WHAT THIS TASK INVOLVES ::
Copy out all of the material below, reproducing every line word for word.

——————————

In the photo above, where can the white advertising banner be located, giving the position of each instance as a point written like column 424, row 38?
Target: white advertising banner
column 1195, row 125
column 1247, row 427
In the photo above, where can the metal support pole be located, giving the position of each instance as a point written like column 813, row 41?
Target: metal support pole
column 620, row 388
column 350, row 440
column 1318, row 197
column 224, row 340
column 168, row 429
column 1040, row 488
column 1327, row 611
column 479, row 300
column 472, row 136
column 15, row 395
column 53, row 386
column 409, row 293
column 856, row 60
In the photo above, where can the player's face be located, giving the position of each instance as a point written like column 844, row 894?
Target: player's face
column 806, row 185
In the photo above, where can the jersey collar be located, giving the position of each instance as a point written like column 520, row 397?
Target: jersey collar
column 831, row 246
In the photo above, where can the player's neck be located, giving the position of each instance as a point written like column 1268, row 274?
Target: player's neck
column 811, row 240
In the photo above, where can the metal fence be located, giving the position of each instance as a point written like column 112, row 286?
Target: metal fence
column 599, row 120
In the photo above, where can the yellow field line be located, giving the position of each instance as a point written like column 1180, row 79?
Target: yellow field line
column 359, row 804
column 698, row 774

——————————

EXERCISE RESULT ::
In the photo above, where can the white advertising banner be located, giving the position of each instance as a point written like column 424, row 38?
Target: white advertising banner
column 1195, row 125
column 1247, row 427
In the photo above, where can the metal support pole be located, giving the position of each instance as a point written like column 813, row 41?
Target: metal support pole
column 620, row 388
column 350, row 440
column 1318, row 197
column 224, row 340
column 168, row 429
column 1040, row 488
column 1327, row 611
column 479, row 300
column 472, row 136
column 15, row 395
column 53, row 386
column 409, row 293
column 856, row 60
In the photo above, where can the player's face be located, giving the position of each instance as a point written like column 844, row 894?
Target: player's face
column 806, row 185
In the photo above, where can the jersey collar be located, giving the position of each instance as a point written like column 520, row 397?
Target: jersey collar
column 831, row 246
In the photo above, where can the player's neck be located, giving the position of each instance as a point written like column 1268, row 274?
Target: player's neck
column 811, row 240
In the photo above, where can the metal fence be located, giving the position of each instance as a point written like column 112, row 286?
Target: metal fence
column 599, row 120
In the photo above, where can the yellow field line be located, giving the position of each instance as a point written like column 1180, row 79?
Target: yellow field line
column 359, row 804
column 698, row 774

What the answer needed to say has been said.